図17(a)はカメラセンサが1つの場合であり、真ん中に配置することで360度統一の視野が得られる。
図17(b)はカメラセンサが複数の場合であり、頭だけでなく顔などの情報も得ることもできる。センサ51のレンズは魚眼レンズで広い範囲を捉えることが望ましい。
【0050】
利用者は帽子又はヘルメットをかぶり、それらに少なくとも1色以上の所定の色及び/又はマークを一つ又は複数配置し、それらを機械学習しておくことで、カメラセンサにより頭、所定の色及び/又はマークを容易に検知できる。また、帽子又はヘルメットを装着しない場合、利用者の服や姿、顔や頭を機械学習で識別し、利用者の頭を検知してもよい。
【0051】
人検知センサ51は、機体下側に最低1つ以上設ける。センサが1つの場合、機体の中心部に設けることが好ましいが、中心からずれていても問題ない。中心部にあれば視野が360度統一で取れる。中心からずらして配置することで、例えば人の顔など、頭以外の情報も取得しやすい。また、センサが複数の場合、各センサを中心や中心からずらしたところに配置することにより、相互に好ましい情報を得ることができる。センサ配置は、遮蔽部40でもフレーム部11でもよい。

◆ 提供資料 ◆
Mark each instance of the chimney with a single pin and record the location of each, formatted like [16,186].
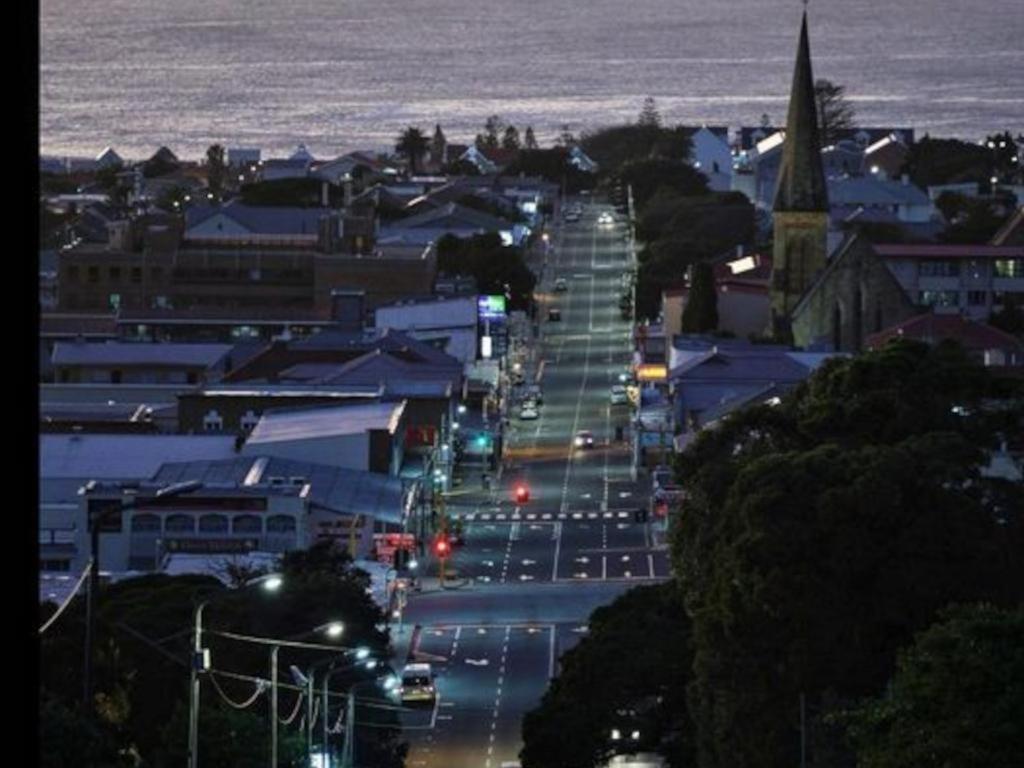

◆ 記述問題 ◆
本文抜粋に出てくる、参照符号が付いている部分の名称を、符号とともにすべて挙げてください。 資料は本文抜粋とは関係がありません。

◆ 正解 ◆
人検知センサ51、遮蔽部40、フレーム部11